John Benedict from Auburn Hills has 23 deer registered in the Michigan record book. Maybe his tactics can help you achieve success this fall.
Photo by John R. Ford
By Richard P. Smith
John Benedict from Auburn Hills is one of Michigan's most successful bowhunters. He has 23 deer in state records maintained by Commemorative Bucks of Michigan (CBM). Twenty-two of them were killed with bow and arrow. He arrowed a pair of book deer in the state last fall, one of which was the highest-scoring typical taken in Michigan.
The huge 10-pointer from Clinton County grossed 184 and nets 180 2/8 inches, tying it for second place among typical bow kills listed in state records (not including the 1986 Craig Calderone buck, which CBM does not recognize) and easily qualifying for places in national records compiled by the Pope and Young and Boone and Crockett clubs. Benedict's bow-bagged buck is the highest-scoring typical on record for Clinton County. The hunter got the deer on Nov. 7. The buck ties Rock Vore's Oakland County buck from 1994.
Benedict's other 2002 buck tag went on a 12-pointer he got in Midland County during October. Those antlers net 130.
His best non-typical is another 12-pointer he tagged in Lenawee County during 1994 that nets 189 7/8. One more 12-pointer he got with an arrow in Wayne County during 2000 is that county's No. 1 non-typical and scores 171 5/8.
Eleven of the book deer Benedict has taken with archery equipment in Michigan also qualify for Pope and Young records. Typical antlered bucks only have to measure 100 to qualify for CBM Records, and the minimum is 125 for non-typicals. Pope and Young minimums for the same categories are 125 and 150.
The fact that the 23 whitetails Benedict has in state records have come from 17 different counties illustrates that he does a lot of moving around. He doesn't have one or two honeyholes that produce for him on a consistent basis. How is he able to be so consistently successful on book bucks?
"I have pretty much committed to myself that I'm only going to shoot Pope and Young deer," Benedict said. "If I don't get a deer, that's all right. I feel just as successful coming home with a picture rather than putting meat in the freezer. I've learned a lot by reading about deer in books and magazines from people who are hunters, researchers and photographers.

◆ **Material for this task**:

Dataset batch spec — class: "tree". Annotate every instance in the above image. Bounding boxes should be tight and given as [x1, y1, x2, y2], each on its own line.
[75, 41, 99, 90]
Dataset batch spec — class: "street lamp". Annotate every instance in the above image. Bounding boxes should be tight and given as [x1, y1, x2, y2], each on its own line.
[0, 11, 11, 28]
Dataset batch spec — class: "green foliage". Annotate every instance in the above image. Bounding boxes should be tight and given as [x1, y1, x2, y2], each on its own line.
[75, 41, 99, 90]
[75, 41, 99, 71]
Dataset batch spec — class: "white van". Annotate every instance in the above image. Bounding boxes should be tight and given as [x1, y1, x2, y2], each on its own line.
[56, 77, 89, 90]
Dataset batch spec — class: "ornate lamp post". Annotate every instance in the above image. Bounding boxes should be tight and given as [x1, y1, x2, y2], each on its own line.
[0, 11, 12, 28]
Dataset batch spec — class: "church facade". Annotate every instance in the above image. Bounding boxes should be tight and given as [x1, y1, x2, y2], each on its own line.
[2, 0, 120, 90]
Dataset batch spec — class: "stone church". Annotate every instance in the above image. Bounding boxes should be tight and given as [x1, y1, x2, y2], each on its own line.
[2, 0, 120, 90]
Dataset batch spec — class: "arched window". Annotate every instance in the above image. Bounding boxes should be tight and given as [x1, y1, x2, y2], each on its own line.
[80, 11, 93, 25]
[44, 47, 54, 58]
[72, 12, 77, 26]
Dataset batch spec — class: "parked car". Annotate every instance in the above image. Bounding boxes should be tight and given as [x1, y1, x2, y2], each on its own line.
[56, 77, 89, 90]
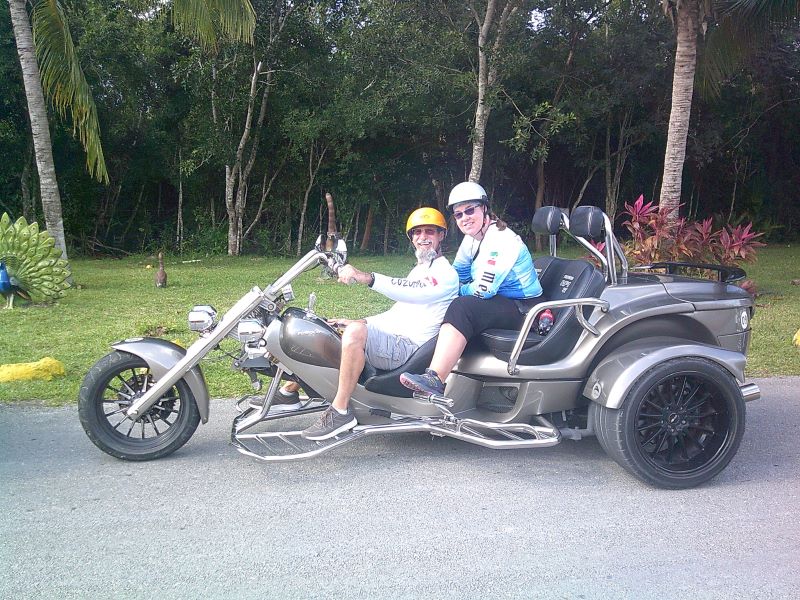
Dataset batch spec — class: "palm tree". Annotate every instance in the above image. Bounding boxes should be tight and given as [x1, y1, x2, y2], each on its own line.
[8, 0, 255, 259]
[659, 0, 800, 221]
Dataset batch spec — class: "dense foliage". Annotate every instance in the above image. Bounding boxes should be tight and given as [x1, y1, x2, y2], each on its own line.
[0, 0, 800, 254]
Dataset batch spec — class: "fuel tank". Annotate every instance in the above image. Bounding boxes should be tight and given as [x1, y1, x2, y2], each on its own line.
[279, 307, 342, 369]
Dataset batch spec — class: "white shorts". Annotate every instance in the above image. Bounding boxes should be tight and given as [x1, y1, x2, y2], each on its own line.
[364, 323, 419, 371]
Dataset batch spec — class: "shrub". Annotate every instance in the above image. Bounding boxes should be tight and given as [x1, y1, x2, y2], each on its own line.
[621, 196, 765, 266]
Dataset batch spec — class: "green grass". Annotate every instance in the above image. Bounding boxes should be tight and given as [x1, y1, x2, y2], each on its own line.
[0, 245, 800, 404]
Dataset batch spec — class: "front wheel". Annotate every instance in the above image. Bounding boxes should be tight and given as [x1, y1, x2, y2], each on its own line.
[590, 357, 745, 489]
[78, 351, 200, 460]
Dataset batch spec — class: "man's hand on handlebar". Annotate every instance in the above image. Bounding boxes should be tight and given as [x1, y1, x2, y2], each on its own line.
[327, 319, 367, 333]
[338, 265, 375, 285]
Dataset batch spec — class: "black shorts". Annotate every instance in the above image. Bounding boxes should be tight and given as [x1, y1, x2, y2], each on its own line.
[444, 294, 525, 340]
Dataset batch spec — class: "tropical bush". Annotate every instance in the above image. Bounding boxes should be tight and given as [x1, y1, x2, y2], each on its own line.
[621, 196, 765, 266]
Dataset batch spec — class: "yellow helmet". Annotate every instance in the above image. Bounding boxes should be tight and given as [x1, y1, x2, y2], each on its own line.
[406, 206, 447, 239]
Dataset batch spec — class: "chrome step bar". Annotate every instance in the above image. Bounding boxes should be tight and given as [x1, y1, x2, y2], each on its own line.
[231, 416, 561, 462]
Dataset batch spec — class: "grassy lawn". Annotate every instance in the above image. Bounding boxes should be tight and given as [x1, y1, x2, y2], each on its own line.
[0, 245, 800, 404]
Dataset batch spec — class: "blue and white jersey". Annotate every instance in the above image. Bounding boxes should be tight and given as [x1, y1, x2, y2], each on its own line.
[453, 223, 542, 300]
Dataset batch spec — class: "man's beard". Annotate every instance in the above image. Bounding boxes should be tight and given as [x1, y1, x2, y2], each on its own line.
[414, 246, 439, 265]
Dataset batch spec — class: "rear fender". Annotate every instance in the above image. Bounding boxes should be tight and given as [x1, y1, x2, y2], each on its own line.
[583, 338, 746, 409]
[111, 338, 209, 423]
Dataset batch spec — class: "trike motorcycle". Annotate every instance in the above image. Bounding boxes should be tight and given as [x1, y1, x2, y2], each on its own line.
[79, 207, 760, 489]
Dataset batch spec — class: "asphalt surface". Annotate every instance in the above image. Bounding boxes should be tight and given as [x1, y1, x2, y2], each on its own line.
[0, 377, 800, 600]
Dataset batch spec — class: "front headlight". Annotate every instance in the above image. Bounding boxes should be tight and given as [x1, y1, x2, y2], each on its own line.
[236, 319, 267, 344]
[189, 304, 217, 331]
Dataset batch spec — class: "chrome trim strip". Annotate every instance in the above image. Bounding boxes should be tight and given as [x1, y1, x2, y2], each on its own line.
[739, 383, 761, 402]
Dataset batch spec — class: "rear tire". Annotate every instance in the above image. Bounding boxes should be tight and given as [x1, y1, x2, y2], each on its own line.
[589, 357, 745, 489]
[78, 351, 200, 461]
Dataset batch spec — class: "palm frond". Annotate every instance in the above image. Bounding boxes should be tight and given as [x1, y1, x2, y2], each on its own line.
[697, 0, 800, 97]
[172, 0, 256, 50]
[717, 0, 800, 23]
[31, 0, 108, 183]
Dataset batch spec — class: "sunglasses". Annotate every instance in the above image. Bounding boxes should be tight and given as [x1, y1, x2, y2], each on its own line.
[411, 227, 439, 237]
[453, 204, 480, 221]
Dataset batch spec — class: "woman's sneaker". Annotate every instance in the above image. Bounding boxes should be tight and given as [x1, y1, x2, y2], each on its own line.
[300, 406, 358, 441]
[400, 369, 444, 396]
[250, 389, 302, 413]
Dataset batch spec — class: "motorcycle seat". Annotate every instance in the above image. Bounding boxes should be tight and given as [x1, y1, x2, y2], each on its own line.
[358, 336, 439, 398]
[480, 256, 605, 365]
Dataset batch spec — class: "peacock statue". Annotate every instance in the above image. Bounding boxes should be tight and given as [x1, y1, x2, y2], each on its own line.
[156, 252, 167, 287]
[0, 213, 69, 308]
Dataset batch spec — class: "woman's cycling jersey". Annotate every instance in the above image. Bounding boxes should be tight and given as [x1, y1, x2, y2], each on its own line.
[453, 222, 542, 299]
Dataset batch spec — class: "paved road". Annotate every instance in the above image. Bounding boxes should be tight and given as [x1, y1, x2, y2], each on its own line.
[0, 377, 800, 600]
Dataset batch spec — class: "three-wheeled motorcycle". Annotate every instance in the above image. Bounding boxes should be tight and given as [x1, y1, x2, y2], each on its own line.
[79, 206, 760, 488]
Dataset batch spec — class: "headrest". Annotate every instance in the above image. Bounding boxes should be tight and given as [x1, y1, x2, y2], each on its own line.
[569, 206, 605, 240]
[531, 206, 561, 235]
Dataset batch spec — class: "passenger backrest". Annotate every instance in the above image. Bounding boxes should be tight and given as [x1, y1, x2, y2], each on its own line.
[481, 256, 605, 365]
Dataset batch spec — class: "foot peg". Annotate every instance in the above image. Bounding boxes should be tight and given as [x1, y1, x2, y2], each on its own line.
[414, 392, 456, 408]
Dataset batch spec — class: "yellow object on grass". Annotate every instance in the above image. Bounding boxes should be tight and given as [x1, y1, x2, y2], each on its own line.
[0, 356, 66, 383]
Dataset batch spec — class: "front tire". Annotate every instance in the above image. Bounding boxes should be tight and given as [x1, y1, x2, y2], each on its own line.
[590, 357, 745, 489]
[78, 351, 200, 461]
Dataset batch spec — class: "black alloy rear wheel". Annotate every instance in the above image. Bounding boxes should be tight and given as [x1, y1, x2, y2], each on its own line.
[78, 351, 200, 461]
[590, 357, 745, 489]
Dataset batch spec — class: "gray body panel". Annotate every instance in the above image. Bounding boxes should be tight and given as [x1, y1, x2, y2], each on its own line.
[111, 338, 209, 423]
[583, 338, 746, 408]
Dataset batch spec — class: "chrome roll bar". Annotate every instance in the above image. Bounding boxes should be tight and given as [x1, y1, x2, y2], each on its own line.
[508, 298, 609, 375]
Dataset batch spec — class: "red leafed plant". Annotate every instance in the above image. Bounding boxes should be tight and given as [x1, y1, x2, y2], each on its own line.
[622, 195, 765, 296]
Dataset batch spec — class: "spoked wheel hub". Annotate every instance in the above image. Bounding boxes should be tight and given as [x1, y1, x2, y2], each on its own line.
[636, 373, 730, 473]
[78, 352, 200, 460]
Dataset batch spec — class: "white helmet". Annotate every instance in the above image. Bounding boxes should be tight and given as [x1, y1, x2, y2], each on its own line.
[447, 181, 489, 208]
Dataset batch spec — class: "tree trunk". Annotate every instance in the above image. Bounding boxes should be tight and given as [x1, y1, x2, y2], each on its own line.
[175, 148, 183, 254]
[383, 210, 391, 256]
[533, 156, 544, 252]
[659, 0, 699, 222]
[8, 0, 67, 259]
[19, 140, 36, 223]
[469, 0, 519, 182]
[358, 204, 375, 252]
[297, 142, 328, 256]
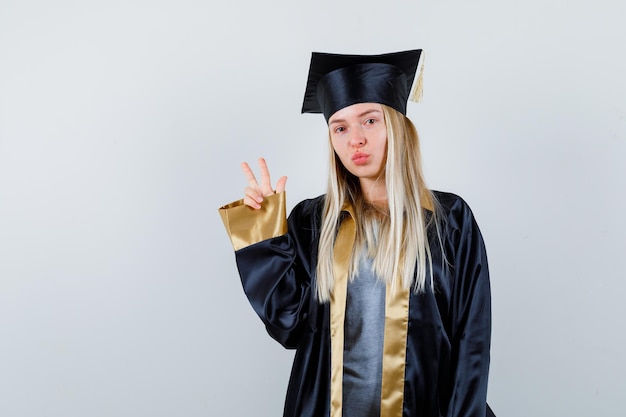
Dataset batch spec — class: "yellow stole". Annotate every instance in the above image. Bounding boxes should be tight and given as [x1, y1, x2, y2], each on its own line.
[330, 208, 410, 417]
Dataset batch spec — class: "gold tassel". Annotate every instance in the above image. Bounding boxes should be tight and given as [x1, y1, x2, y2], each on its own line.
[411, 51, 424, 103]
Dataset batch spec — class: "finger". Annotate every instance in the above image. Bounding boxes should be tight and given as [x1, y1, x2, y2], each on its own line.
[241, 162, 259, 187]
[259, 158, 274, 194]
[276, 176, 287, 194]
[243, 187, 263, 203]
[243, 196, 261, 210]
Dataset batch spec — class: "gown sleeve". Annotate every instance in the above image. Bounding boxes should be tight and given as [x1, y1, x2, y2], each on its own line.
[220, 192, 317, 348]
[448, 198, 491, 417]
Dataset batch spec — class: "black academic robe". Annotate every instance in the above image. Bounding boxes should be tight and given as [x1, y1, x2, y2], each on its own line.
[224, 192, 491, 417]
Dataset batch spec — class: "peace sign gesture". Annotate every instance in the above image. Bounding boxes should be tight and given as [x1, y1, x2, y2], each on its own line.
[241, 158, 287, 209]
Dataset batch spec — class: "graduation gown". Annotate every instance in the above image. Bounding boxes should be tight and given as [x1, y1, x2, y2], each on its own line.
[220, 192, 491, 417]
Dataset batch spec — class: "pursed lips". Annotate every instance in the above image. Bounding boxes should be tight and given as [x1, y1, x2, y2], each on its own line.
[352, 152, 369, 165]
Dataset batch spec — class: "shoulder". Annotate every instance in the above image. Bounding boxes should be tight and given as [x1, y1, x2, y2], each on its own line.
[433, 191, 477, 239]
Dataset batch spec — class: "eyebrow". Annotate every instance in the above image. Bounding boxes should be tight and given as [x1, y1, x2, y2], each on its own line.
[328, 109, 382, 126]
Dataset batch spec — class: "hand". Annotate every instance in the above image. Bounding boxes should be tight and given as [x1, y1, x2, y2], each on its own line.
[241, 158, 287, 209]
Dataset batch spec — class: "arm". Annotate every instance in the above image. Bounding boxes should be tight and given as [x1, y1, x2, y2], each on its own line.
[448, 199, 491, 417]
[220, 192, 311, 348]
[219, 159, 310, 347]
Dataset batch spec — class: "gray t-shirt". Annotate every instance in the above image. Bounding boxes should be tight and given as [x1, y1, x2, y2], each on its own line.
[342, 259, 386, 417]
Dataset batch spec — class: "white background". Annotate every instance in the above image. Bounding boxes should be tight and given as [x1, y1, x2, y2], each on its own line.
[0, 0, 626, 417]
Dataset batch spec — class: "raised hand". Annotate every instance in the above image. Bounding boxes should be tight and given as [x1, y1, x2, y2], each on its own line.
[241, 158, 287, 209]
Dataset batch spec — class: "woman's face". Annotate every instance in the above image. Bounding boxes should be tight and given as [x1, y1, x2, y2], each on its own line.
[328, 103, 387, 186]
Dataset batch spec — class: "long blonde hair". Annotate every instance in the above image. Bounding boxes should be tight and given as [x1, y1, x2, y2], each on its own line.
[316, 105, 441, 303]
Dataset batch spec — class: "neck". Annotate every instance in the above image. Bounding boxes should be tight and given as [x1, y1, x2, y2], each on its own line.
[360, 178, 387, 207]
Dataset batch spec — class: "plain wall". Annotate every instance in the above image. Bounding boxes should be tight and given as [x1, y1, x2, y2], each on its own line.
[0, 0, 626, 417]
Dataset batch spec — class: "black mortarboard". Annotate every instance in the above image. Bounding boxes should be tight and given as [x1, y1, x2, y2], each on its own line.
[302, 49, 422, 121]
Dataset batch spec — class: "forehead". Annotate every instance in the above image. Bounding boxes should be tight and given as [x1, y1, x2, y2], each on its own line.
[328, 103, 383, 124]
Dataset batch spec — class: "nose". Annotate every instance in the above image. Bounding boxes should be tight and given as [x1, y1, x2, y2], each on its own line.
[350, 130, 367, 149]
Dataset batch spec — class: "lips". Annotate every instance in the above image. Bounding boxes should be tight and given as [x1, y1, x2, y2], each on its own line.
[352, 152, 370, 165]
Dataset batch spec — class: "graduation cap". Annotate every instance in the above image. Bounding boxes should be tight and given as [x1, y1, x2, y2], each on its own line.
[302, 49, 423, 122]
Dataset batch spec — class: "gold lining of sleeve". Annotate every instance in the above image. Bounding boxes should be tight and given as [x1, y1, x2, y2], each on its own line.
[219, 192, 287, 251]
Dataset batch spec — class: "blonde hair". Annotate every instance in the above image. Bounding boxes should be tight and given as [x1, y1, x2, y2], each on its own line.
[316, 105, 441, 302]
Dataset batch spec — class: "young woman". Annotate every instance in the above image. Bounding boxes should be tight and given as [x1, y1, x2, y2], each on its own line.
[220, 50, 491, 417]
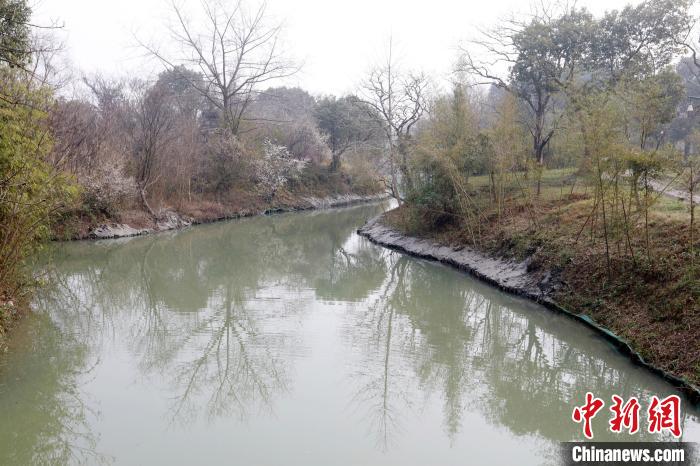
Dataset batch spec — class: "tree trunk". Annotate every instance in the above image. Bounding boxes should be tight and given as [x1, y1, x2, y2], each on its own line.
[139, 186, 158, 220]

◆ **Problems to work on**:
A - In the records, from the first line through the line with "[0, 11, 11, 28]", change "tight" to "snug". Give those lines again with nothing else altered.
B - Go on with the article about Michigan bowhunter John Benedict from where it stops.

◆ **Exercise answers**:
A -
Dataset batch spec — class: "tree". Annotate every instance in the above image. Bounding boxes should be snug and given as [x1, y1, x2, y2], each on its own line.
[75, 41, 99, 90]
Dataset batch spec — class: "street lamp". Annotate every instance in the above image. Bounding boxes should be snug and given as [x1, y1, x2, y2], each on its own line.
[0, 11, 11, 28]

B -
"I don't have any real secrets," Benedict continued. "I go look for the type of deer I'm after. I already know where there are a couple of dandies for this year. I spend as much time hunting for permission as I do hunting for deer.
"A lot of people give up too easily when trying to get permission to hunt private land. If one person says no to them when they ask for permission to hunt, they get discouraged rather than asking the neighbor. I always ask the neighbor. And if I get permission to hunt from the neighbor, I go back to the person who said 'No' and tell them if they see me or my vehicle around, I'm not trying to sneak on their property, I got permission to hunt from their neighbor. They will sometimes give me permission to hunt then, too. If they don't, I ask if it's OK to follow after a deer on their property that I shoot on their neighbor's land."
Benedict also keeps his ears open.
"If I hear a report about a big deer, I always follow up on it," he said. "Rather than assume it's a false report or someone is exaggerating, I try to find out as much as I can about where the deer was seen. Then I refer to plat books to find out who owns the land and try to get permission to hunt. Once I have permission to hunt, I get aerial photos and topo maps of the area. I also refer to county maps.
"If I see a big buck while driving, I don't drive on by like most people do," Benedict commented. "I pull over and figure out exactly where I am, so I can find the place on maps. Then I try to get permission to hunt.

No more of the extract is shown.